Nothing past the line containing "--target smooth grey bark" belongs in the output. Copy exactly every line of the data below from the first up to and including it.

> _Input_
........

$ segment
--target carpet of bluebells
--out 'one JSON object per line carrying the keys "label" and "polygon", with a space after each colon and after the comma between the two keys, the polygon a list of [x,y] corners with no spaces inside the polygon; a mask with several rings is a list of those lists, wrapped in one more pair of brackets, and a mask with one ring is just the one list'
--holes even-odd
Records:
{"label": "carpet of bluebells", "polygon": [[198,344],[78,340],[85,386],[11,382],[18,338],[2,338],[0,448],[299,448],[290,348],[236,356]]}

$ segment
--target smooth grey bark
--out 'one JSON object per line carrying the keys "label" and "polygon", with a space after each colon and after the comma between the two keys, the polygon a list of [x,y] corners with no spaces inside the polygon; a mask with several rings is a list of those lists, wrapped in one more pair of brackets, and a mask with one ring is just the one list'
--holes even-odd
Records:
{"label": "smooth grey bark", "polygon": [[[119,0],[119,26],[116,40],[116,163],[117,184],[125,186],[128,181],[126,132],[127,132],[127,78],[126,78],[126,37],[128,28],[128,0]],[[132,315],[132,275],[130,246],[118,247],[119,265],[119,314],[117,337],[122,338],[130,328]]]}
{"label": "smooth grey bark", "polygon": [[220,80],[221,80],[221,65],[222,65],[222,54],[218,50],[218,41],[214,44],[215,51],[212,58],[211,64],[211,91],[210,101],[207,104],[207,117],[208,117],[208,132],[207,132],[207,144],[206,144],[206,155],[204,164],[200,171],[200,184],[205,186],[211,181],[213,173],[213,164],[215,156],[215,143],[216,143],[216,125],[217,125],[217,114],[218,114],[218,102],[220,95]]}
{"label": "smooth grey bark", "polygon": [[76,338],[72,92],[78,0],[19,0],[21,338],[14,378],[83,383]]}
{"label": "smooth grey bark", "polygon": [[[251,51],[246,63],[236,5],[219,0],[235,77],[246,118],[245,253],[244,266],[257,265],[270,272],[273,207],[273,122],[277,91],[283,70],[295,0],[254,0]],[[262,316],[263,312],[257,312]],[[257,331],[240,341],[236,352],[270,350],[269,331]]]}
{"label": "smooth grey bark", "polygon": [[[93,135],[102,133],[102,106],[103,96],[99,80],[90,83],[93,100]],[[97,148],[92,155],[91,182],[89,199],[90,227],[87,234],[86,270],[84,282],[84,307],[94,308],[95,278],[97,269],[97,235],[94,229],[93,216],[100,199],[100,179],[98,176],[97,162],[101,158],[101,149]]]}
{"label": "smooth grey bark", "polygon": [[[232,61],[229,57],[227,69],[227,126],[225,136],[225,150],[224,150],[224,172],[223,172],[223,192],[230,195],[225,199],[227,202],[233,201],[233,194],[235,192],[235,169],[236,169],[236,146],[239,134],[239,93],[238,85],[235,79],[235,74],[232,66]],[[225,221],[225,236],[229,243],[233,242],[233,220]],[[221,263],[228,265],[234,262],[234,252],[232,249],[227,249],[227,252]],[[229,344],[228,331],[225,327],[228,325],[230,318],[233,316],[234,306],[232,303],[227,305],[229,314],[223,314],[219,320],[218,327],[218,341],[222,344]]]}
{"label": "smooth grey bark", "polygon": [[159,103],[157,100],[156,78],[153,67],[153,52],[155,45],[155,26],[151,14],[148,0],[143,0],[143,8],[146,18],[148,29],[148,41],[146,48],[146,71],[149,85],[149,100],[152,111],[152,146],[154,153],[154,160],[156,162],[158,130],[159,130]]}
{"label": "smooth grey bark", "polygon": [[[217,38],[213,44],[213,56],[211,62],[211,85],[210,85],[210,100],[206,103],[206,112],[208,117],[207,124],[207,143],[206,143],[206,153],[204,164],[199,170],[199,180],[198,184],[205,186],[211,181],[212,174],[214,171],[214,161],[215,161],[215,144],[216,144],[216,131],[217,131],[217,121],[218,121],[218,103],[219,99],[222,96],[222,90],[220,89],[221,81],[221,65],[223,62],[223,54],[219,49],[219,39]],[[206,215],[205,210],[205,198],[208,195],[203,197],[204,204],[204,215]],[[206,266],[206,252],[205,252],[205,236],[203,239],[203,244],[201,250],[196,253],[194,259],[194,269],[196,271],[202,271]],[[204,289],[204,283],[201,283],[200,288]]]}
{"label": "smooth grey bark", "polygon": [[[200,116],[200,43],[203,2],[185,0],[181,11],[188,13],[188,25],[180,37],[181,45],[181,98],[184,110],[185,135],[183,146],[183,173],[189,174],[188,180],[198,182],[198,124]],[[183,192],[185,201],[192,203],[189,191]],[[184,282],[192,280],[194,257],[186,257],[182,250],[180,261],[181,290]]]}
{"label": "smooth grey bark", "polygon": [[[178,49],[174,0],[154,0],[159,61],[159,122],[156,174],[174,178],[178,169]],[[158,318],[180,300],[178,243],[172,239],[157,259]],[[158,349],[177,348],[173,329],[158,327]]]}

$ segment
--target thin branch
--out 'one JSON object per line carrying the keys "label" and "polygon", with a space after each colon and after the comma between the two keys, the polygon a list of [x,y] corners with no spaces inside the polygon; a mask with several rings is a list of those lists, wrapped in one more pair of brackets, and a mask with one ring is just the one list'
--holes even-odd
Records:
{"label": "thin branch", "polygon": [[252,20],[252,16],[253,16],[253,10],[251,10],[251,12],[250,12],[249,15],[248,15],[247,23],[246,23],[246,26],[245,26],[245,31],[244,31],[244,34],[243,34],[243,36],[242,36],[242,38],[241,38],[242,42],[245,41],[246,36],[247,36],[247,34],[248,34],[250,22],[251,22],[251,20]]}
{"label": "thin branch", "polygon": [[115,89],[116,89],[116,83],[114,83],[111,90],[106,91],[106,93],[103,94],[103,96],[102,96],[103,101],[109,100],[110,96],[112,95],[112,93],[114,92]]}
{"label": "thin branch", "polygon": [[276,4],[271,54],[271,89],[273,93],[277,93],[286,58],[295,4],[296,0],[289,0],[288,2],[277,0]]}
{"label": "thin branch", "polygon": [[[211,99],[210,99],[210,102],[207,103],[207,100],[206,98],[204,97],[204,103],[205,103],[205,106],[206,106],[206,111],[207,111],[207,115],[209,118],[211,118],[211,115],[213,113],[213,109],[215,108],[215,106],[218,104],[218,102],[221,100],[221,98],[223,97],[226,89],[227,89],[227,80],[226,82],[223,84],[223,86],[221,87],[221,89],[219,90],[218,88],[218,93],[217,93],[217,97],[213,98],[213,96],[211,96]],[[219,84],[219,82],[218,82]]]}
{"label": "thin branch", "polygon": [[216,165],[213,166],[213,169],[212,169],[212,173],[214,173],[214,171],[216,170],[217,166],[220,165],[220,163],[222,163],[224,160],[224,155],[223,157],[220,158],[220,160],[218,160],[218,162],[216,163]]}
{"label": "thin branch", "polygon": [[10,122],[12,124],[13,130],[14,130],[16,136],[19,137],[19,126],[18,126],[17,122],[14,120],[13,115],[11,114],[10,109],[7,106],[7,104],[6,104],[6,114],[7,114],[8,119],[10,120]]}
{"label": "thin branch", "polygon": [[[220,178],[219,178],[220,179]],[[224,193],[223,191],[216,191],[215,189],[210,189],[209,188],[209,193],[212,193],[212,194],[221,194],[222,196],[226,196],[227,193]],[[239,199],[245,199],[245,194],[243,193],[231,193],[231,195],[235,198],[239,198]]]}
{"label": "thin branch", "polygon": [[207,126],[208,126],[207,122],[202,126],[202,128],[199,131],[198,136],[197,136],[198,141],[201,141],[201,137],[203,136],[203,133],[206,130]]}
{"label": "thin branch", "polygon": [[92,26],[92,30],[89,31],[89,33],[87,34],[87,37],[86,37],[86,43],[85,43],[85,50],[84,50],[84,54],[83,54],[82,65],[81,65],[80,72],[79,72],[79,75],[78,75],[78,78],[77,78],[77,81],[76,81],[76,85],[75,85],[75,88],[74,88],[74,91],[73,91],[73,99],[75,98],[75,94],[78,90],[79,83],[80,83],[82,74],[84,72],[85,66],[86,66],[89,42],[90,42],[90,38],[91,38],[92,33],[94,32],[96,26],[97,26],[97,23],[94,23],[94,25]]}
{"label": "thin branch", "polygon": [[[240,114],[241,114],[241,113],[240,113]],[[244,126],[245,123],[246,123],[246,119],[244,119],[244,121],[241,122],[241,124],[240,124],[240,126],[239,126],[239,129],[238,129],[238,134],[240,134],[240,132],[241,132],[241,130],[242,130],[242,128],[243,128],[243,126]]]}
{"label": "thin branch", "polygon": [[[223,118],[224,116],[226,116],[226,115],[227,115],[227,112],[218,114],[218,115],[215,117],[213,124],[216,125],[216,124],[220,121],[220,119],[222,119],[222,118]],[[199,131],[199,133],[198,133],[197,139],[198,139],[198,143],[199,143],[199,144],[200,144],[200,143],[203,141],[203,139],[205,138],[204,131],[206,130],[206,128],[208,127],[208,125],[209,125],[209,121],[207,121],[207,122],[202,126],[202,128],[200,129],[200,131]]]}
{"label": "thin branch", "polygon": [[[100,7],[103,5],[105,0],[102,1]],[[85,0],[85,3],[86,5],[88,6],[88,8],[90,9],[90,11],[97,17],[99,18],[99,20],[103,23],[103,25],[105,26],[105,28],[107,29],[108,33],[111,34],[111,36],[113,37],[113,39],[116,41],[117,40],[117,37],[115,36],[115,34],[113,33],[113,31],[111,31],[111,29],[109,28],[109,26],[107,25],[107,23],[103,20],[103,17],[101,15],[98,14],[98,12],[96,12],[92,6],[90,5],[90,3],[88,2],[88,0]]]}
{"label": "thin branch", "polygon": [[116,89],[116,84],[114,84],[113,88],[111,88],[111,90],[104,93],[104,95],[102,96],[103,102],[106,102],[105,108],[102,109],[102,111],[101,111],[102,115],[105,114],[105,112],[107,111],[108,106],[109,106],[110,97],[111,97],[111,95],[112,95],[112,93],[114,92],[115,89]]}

........

> _Result of the exercise_
$ segment
--target carpet of bluebells
--out 'one JSON object per line carrying the keys "label" and "polygon", with a space after each colon and after the comma between the two keys, the polygon a list of [x,y] corners with no spaces inside the polygon; a mask with several rings is a list of those lists, wrapped in one more pair of brackets, and a mask with one ring is just the one list'
--holes even-odd
Records:
{"label": "carpet of bluebells", "polygon": [[198,344],[78,340],[85,386],[11,382],[18,338],[2,338],[0,448],[299,448],[290,348],[236,356]]}

$ segment
--target smooth grey bark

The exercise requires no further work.